SHORT PROBLEM
Tally the lines in the entries below that contain the string "blurred". Reply with the number alone.

RECORDS SUPPLIED

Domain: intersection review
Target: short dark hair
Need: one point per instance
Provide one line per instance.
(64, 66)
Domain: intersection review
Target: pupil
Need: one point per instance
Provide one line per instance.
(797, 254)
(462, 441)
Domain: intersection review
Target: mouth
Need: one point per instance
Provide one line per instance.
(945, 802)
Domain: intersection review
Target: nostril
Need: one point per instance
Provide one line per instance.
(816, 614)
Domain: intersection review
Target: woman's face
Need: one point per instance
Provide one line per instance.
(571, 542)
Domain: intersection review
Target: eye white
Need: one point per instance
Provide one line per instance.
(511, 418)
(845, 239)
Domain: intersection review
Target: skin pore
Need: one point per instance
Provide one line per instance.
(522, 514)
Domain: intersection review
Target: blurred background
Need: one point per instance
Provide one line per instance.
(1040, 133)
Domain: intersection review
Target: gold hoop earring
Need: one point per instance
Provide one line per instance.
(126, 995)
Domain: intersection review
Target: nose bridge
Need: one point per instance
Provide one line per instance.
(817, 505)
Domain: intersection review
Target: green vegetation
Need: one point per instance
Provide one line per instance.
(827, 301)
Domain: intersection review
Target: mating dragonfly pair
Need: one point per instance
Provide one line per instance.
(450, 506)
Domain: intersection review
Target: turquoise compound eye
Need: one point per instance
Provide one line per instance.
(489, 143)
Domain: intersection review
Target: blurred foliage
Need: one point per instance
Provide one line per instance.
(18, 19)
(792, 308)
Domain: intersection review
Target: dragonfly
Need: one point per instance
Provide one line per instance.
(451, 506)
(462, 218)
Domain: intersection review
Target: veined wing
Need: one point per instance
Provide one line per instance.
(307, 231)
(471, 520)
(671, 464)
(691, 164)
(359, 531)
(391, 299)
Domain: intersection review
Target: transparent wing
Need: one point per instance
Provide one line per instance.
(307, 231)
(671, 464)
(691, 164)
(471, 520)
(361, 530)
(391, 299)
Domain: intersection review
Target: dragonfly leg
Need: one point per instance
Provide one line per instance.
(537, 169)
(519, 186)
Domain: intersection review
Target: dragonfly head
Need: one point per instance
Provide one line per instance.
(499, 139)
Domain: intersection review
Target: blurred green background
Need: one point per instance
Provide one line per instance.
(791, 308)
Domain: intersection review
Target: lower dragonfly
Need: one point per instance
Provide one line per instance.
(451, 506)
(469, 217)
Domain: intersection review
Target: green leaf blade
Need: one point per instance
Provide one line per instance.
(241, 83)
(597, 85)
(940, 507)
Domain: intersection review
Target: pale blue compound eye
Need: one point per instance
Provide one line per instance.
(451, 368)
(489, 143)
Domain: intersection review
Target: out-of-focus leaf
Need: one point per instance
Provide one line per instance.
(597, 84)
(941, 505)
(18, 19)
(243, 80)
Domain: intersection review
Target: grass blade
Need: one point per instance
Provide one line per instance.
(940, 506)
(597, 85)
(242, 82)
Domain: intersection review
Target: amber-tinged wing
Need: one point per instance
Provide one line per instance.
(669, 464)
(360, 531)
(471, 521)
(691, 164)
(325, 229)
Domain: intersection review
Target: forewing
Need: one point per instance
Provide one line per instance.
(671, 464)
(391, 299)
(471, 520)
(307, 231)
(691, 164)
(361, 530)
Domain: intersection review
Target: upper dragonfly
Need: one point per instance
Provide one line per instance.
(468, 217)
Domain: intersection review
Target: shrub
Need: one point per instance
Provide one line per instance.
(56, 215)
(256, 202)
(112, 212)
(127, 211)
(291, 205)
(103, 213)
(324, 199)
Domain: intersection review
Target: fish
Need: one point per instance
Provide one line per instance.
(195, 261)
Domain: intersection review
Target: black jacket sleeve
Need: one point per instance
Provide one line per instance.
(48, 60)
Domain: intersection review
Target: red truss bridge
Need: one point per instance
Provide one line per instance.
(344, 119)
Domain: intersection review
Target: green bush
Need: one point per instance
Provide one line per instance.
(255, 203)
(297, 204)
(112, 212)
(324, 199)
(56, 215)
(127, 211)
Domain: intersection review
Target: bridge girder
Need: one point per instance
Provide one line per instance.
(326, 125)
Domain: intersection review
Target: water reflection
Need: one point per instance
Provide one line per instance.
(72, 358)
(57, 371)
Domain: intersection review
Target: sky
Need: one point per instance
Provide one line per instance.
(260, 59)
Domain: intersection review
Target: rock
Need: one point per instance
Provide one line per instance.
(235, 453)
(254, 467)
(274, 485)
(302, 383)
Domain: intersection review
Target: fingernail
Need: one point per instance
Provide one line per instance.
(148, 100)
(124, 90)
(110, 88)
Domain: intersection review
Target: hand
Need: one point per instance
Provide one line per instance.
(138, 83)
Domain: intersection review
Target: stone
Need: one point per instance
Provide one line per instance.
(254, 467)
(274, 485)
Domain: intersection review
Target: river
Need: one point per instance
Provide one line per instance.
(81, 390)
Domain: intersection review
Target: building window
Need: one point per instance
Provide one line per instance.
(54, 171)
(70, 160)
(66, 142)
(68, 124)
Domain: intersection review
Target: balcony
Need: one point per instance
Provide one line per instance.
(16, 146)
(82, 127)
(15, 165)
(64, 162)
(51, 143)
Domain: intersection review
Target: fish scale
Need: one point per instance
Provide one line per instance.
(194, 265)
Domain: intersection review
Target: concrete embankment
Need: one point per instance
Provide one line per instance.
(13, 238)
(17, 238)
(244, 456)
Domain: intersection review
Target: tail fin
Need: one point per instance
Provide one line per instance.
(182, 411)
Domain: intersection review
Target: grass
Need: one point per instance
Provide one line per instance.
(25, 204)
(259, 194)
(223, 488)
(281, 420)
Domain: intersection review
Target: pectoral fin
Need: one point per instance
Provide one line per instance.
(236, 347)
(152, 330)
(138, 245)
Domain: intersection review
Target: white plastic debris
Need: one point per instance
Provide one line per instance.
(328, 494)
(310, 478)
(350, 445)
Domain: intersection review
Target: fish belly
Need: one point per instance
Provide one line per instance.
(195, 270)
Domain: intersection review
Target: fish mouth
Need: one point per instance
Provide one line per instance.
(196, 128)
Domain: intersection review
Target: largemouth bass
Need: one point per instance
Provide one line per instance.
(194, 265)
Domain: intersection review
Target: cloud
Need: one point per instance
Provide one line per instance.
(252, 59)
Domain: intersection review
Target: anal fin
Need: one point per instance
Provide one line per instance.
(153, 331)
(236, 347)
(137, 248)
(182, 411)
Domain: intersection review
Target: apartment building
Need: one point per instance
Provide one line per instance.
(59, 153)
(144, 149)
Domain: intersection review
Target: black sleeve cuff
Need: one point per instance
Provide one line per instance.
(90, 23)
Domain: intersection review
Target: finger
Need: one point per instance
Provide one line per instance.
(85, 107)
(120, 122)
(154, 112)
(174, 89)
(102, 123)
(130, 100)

REPLY TO THE TASK
3